Schluss mit Retusche

Es ist eine kleine Revolution:

Der US-amerikanische Pharmaziekonzern CVS hat bekannt gegeben, dass er ab April dieses Jahres nicht mehr mit Models werben wird, die mit grafischen Nachbesserungen durch Photoshop und ähnliche Programme „aufgehübscht“ werden. Und CVS ist nicht irgendwer: Mit über 9000 Geschäften, einer Viertelmillion Angestellter und einem Umsatz von über 150 Milliarden Dollar jährlich ist der kleine Drugstore aus den 60ern mittlerweile zu einem Schwergewicht der Branche herangewachsen und gehört zu den 20 umsatzstärksten Konzernen weltweit. Wenn CVS eine solche Entscheidung trifft, dann ist das keine Nebensache. Und der Konzern geht noch weiter: Da CVS nicht nur Produkte aus dem eigenen Haus verkauft, sondern auch internationale Marken wie Maybelline, L’Oréal, Shiseido und andere vertreibt, werden die Hersteller aufgefordert, bis 2020 ebenfalls die digitale Nachbearbeitung einzustellen beziehungsweise einzuschränken. Andernfalls wird CVS die Verpackungen mit deutlichen Kennzeichnungen versehen, dass die abgebildeten Models entsprechend retuschiert sind. Die Beispiele, die CVS ihrer Presseerklärung beigefügt hat machen ziemlich deutlich, worum es geht.

Hier soll nicht gegen die Haarlocke, die nachträglich aus der Stirn entfernt wurde, oder gegen den gebrochenen Fingernagel, den man in der Postproduktion repariert hat, vorgegangen werden, sondern gegen die inzwischen schon standartisierten Schönheitsnormierungen: Veränderungen an Hautton, Gewicht, Falten, Augenfarbe, Größe und so weiter. All das also, was uns als physische Individuen ausmacht. Das uns kennzeichnet und ausweist als Menschen, die leben und altern. Mit Gesichtern, die unsere Geschichte erzählen anstatt die eines austauschbaren Produkts.

Die Präsidentin von CVS Pharmacies und Vizepräsidentin von CVS HealthHelena Foulkes,  spricht davon, dass die innere Gesundheit von Frauen auch damit zusammenhängt, wie sie sich äußerlich wahrnehmen, und dass gegenwärtige Körpernormierungen starken Druck aufbauen können. Sie gebraucht in diesem Zusammenhang tatsächlich das Wort Verantwortung.

Nun sind wir weit davon entfernt, in unkritische Jubelgesänge auszubrechen. Selbstverständlich hat CVS diese Entscheidung auch und vor allem unter marktstrategischen und zielgruppenorientierten Gesichtspunkten getroffen. Als Konzern werden sie nach wie vor davon profitieren, dass Frauen Kosmetika nicht nur aus Lust an Verschönerung und zur Pflege kaufen, sondern weil sie darauf getrimmt wurden, sich ohne schlecht zu fühlen und sie gefälligst zu konsumieren. Daher auch die doch sehr bemüht wirkende und eher fadenscheinige Erklärung von Helena Foulkes dazu, warum man sich gerade jetzt dafür entschieden hat.

INFORMATIONEN —
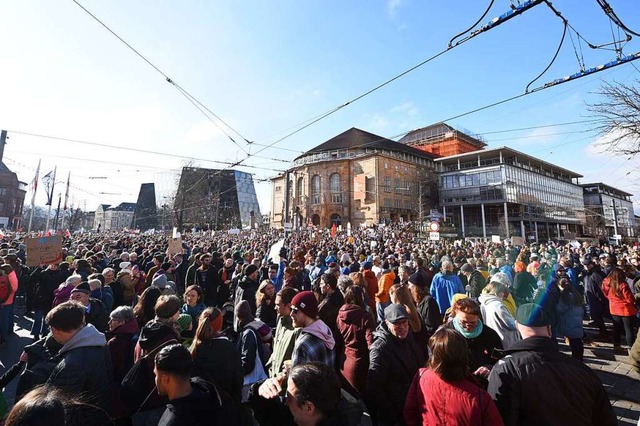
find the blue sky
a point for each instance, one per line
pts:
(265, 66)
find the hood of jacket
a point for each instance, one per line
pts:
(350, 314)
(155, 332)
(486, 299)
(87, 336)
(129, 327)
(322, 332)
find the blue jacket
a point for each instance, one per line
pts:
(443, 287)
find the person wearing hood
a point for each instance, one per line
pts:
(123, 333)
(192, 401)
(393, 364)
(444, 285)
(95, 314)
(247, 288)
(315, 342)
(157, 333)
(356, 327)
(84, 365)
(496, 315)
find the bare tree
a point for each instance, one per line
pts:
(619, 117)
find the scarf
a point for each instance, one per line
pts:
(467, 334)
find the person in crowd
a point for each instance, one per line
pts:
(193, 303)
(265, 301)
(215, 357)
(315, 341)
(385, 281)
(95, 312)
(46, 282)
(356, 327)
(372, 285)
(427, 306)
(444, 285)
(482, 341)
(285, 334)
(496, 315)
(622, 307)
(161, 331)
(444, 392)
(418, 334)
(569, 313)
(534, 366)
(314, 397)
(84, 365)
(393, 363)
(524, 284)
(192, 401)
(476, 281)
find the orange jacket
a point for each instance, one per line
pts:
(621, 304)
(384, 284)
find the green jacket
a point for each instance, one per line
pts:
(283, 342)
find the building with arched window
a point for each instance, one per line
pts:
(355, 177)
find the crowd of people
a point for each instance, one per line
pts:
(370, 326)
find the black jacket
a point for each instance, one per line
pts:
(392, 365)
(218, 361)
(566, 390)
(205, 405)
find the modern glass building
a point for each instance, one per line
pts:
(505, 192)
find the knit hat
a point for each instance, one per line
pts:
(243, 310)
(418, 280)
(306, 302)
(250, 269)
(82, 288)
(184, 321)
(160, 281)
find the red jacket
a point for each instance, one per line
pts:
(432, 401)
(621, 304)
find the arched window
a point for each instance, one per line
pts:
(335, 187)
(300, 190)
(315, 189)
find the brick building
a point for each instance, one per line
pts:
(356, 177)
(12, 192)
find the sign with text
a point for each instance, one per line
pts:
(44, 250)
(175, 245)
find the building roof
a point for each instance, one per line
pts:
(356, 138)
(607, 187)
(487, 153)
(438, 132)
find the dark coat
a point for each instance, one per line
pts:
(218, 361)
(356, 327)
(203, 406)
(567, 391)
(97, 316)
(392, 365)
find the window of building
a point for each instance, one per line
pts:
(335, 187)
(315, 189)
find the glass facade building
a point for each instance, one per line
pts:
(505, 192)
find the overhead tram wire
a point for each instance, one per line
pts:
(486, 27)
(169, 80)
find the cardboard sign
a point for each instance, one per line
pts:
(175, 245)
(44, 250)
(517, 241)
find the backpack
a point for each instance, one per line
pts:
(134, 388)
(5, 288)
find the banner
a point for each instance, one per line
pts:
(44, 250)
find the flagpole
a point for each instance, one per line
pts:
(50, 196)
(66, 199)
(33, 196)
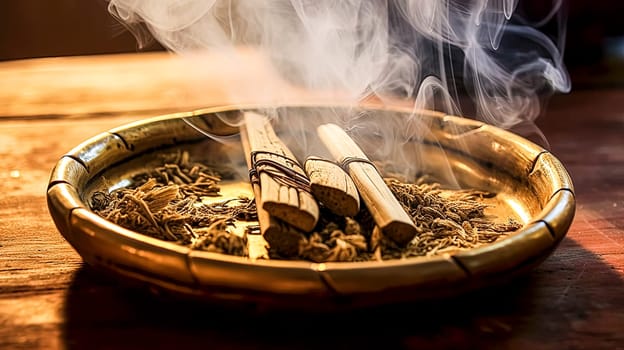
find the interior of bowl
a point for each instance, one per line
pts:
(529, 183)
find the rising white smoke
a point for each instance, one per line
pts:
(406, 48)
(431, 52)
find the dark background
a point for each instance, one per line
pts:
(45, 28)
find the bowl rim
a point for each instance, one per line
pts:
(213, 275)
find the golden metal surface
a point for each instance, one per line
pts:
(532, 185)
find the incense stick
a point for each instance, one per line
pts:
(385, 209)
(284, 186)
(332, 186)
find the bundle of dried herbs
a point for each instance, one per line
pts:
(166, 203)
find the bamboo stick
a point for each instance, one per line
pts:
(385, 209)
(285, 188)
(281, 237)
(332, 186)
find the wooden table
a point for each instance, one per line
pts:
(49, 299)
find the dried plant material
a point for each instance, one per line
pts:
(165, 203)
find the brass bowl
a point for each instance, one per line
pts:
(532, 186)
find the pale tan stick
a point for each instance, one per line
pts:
---
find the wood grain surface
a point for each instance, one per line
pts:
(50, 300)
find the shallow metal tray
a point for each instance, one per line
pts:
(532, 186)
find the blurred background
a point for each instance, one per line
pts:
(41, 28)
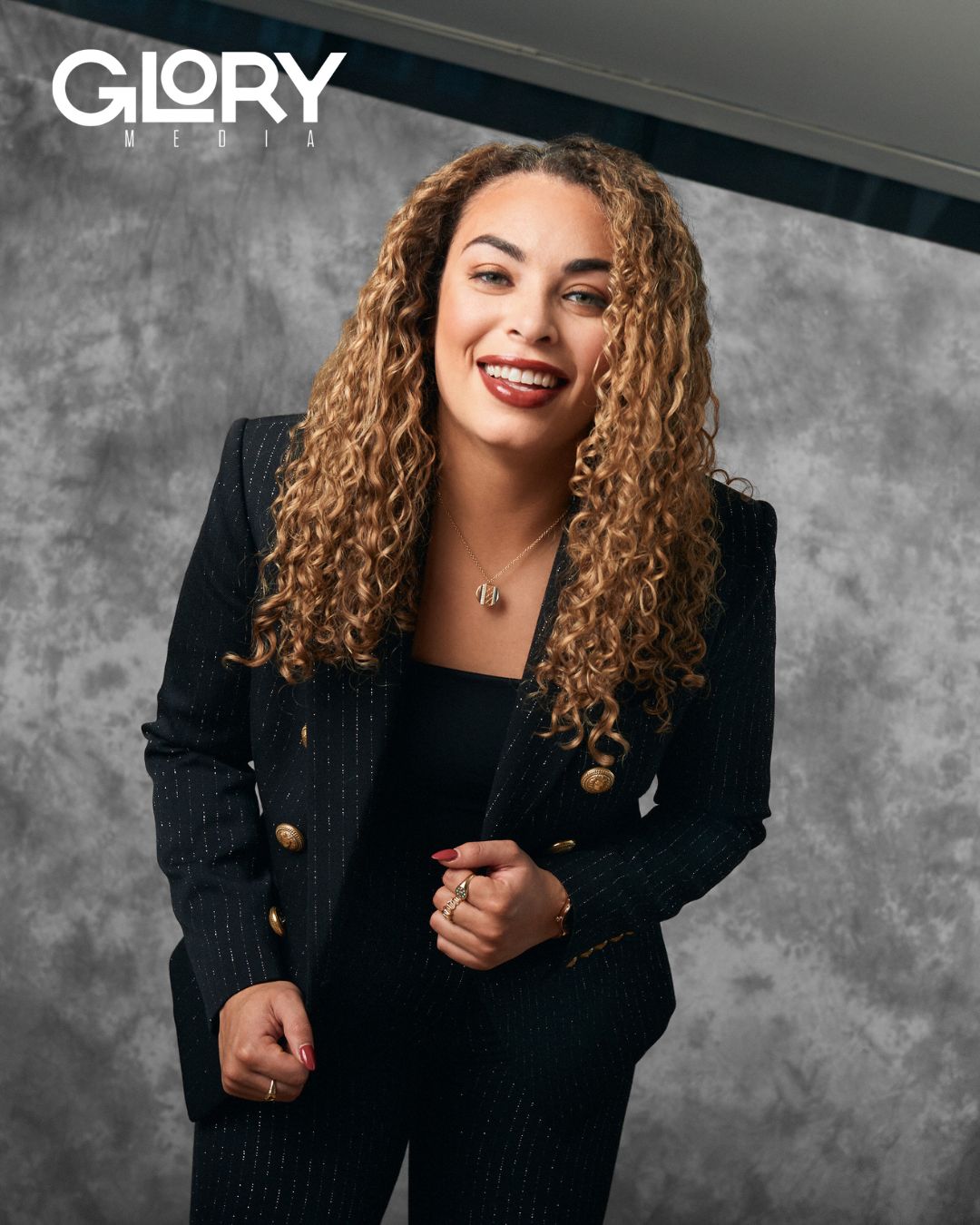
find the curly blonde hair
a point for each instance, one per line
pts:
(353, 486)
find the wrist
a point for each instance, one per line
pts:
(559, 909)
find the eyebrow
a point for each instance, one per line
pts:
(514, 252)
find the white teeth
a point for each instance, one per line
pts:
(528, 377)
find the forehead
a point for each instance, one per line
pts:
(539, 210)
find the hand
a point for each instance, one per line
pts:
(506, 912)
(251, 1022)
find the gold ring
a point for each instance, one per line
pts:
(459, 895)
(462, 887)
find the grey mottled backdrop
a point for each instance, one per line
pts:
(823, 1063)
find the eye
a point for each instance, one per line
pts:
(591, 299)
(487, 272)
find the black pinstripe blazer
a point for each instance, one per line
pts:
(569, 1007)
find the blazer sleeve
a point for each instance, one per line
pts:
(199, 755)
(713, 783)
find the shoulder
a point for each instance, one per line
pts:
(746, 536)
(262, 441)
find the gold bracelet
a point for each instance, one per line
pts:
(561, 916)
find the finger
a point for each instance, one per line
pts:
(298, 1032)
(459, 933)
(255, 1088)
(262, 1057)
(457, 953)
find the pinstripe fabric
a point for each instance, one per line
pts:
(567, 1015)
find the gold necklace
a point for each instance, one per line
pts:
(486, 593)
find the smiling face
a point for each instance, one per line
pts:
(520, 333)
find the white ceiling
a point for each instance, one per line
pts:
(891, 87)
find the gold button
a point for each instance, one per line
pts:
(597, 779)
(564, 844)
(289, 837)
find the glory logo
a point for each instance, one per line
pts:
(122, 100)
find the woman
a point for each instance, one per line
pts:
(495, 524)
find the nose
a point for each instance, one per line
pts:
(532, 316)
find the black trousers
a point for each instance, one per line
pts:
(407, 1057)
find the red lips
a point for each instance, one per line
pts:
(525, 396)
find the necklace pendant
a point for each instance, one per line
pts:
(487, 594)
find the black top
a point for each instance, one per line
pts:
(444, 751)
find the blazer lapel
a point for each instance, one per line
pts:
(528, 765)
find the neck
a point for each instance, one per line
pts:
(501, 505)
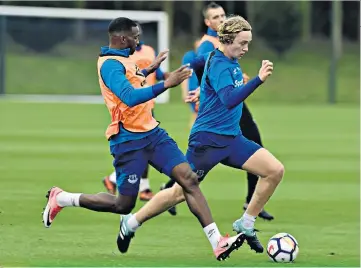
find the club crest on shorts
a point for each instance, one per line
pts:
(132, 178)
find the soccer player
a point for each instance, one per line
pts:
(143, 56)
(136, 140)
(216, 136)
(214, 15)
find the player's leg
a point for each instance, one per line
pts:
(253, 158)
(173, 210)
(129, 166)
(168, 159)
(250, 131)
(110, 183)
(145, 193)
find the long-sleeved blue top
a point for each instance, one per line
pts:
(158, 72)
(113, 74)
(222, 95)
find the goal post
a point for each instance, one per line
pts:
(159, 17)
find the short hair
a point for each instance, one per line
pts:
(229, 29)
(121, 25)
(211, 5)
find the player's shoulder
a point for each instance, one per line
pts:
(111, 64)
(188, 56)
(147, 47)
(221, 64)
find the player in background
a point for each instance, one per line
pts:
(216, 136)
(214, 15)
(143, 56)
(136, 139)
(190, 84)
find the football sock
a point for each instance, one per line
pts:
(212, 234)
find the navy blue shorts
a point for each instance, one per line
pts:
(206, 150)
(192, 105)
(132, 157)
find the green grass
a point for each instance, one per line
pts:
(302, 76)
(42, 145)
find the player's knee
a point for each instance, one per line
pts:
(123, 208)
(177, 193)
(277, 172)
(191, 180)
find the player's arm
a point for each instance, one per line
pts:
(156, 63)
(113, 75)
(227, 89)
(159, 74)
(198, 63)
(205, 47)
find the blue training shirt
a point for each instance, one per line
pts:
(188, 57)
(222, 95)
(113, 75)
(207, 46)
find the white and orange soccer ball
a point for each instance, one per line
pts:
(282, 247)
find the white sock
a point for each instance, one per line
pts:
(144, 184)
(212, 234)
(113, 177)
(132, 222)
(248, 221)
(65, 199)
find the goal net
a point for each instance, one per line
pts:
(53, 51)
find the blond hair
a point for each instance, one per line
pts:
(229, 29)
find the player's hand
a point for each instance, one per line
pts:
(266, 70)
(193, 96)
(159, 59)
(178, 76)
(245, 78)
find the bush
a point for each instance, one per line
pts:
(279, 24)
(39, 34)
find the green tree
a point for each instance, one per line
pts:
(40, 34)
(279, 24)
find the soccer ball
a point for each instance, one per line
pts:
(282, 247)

AUFGABE — Schreiben Sie den Teil des Auszugs über CVS zwischen „Hier soll nicht“ und „eines austauschbaren Produkts.“ einschließlich wortgetreu ab. Die Zeilen stammen aus einer anderen Quelle als der Auszug.

ANTWORT —
Hier soll nicht gegen die Haarlocke, die nachträglich aus der Stirn entfernt wurde, oder gegen den gebrochenen Fingernagel, den man in der Postproduktion repariert hat, vorgegangen werden, sondern gegen die inzwischen schon standartisierten Schönheitsnormierungen: Veränderungen an Hautton, Gewicht, Falten, Augenfarbe, Größe und so weiter. All das also, was uns als physische Individuen ausmacht. Das uns kennzeichnet und ausweist als Menschen, die leben und altern. Mit Gesichtern, die unsere Geschichte erzählen anstatt die eines austauschbaren Produkts.